[Start of Supplied entries]
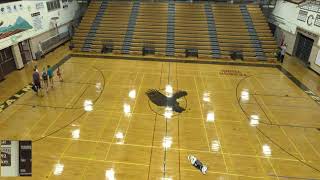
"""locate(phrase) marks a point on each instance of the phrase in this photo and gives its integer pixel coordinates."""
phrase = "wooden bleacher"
(236, 27)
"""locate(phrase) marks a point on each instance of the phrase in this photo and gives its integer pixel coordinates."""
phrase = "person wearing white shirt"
(283, 52)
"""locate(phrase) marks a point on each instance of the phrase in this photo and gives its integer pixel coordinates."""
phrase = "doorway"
(25, 51)
(7, 63)
(304, 47)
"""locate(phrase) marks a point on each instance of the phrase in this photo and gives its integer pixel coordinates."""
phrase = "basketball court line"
(214, 123)
(293, 177)
(176, 149)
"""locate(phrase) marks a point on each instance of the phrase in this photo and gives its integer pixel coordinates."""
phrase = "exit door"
(304, 48)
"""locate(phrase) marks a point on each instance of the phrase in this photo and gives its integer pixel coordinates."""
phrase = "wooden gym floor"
(243, 122)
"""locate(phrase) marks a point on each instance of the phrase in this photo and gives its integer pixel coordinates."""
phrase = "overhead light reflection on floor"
(58, 169)
(119, 138)
(254, 120)
(167, 142)
(132, 94)
(127, 109)
(206, 97)
(266, 150)
(75, 134)
(210, 117)
(166, 178)
(168, 112)
(88, 105)
(110, 174)
(245, 95)
(215, 146)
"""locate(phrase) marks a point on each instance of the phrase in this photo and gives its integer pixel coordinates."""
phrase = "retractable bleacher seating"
(214, 30)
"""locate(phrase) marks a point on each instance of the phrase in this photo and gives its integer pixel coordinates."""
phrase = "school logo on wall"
(19, 26)
(40, 5)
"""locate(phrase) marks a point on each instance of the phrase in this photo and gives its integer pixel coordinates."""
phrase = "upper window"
(53, 5)
(5, 1)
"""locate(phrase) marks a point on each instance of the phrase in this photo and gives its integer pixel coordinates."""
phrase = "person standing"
(59, 74)
(50, 74)
(36, 80)
(283, 52)
(45, 78)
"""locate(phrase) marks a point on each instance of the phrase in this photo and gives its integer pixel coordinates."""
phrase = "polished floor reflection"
(100, 124)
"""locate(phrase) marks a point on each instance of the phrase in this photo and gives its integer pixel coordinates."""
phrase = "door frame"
(23, 52)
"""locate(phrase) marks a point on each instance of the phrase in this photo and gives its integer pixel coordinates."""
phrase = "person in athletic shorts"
(196, 163)
(36, 80)
(50, 74)
(45, 78)
(59, 74)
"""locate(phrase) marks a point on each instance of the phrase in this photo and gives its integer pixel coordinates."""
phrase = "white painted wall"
(286, 14)
(17, 56)
(30, 6)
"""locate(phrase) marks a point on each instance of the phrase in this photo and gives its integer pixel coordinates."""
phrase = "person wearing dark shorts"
(50, 74)
(36, 80)
(45, 78)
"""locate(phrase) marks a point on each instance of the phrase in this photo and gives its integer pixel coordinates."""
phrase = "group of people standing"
(46, 76)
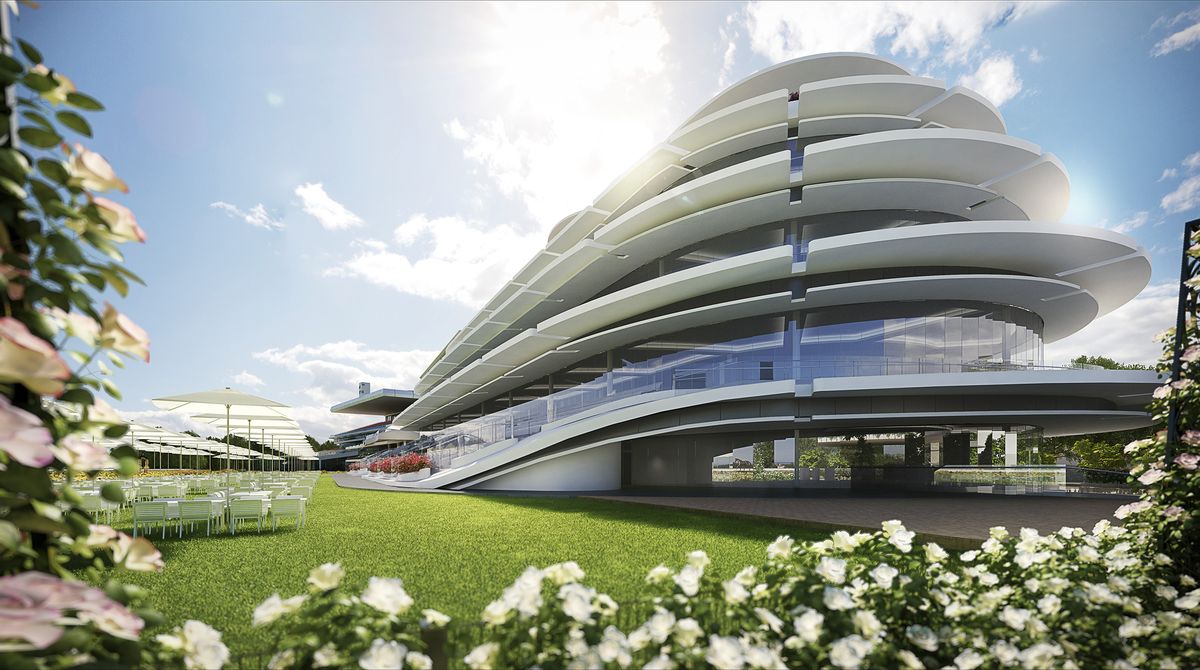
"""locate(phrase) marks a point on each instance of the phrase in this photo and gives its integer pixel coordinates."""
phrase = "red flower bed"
(400, 465)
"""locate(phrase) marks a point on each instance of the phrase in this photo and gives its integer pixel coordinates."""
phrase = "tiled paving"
(951, 516)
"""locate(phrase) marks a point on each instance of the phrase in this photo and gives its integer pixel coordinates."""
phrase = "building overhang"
(382, 402)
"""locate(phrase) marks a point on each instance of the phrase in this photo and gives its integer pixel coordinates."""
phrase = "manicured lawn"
(454, 552)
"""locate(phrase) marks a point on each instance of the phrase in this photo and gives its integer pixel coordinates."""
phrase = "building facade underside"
(833, 270)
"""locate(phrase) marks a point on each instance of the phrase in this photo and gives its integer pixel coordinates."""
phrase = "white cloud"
(995, 79)
(1185, 197)
(1133, 222)
(1126, 334)
(333, 370)
(329, 213)
(565, 124)
(445, 258)
(246, 378)
(256, 216)
(786, 30)
(1183, 39)
(729, 36)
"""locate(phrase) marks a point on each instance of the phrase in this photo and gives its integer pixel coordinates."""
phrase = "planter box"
(413, 476)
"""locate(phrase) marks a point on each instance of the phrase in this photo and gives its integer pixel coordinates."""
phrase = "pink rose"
(121, 223)
(1151, 476)
(1187, 461)
(28, 359)
(93, 172)
(34, 606)
(23, 436)
(119, 333)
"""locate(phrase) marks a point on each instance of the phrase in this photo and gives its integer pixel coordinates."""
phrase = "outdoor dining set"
(215, 502)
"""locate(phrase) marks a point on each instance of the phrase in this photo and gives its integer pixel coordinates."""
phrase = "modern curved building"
(833, 271)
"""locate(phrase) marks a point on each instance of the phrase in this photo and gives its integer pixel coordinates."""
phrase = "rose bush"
(377, 628)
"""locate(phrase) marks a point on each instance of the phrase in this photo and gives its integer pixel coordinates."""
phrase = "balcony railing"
(688, 375)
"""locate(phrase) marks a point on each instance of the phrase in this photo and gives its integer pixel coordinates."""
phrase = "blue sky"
(331, 190)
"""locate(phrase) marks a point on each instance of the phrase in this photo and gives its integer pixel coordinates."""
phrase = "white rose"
(849, 652)
(867, 623)
(327, 576)
(658, 574)
(832, 569)
(837, 599)
(120, 334)
(418, 660)
(885, 574)
(28, 359)
(383, 656)
(935, 554)
(137, 554)
(808, 626)
(93, 172)
(483, 657)
(687, 632)
(689, 580)
(123, 226)
(564, 573)
(327, 657)
(387, 596)
(724, 653)
(781, 548)
(735, 593)
(435, 618)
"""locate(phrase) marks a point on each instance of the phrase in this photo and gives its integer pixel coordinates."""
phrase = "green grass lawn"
(455, 552)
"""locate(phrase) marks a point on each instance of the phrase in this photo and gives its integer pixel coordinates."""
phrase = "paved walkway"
(966, 516)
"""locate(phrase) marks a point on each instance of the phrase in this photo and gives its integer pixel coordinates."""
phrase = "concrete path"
(966, 516)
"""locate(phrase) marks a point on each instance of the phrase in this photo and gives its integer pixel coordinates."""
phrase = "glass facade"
(897, 339)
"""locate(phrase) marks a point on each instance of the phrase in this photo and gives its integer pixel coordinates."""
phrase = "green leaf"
(84, 102)
(42, 121)
(31, 53)
(75, 121)
(40, 83)
(12, 187)
(10, 537)
(13, 163)
(117, 281)
(54, 171)
(40, 137)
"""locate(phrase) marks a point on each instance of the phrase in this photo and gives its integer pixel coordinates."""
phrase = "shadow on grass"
(762, 530)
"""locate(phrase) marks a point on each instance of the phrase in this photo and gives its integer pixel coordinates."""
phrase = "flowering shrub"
(1071, 598)
(397, 465)
(378, 628)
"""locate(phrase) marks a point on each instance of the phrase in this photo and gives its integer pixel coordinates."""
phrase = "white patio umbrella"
(228, 401)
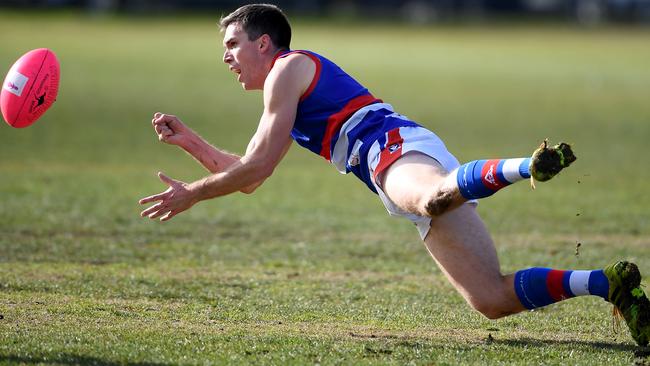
[End of Supplied entries]
• [Required task]: List each line in the items above that contains the word "lawn".

• [Answer for this exercise]:
phrase = "manicured lawn"
phrase = "green grass lawn"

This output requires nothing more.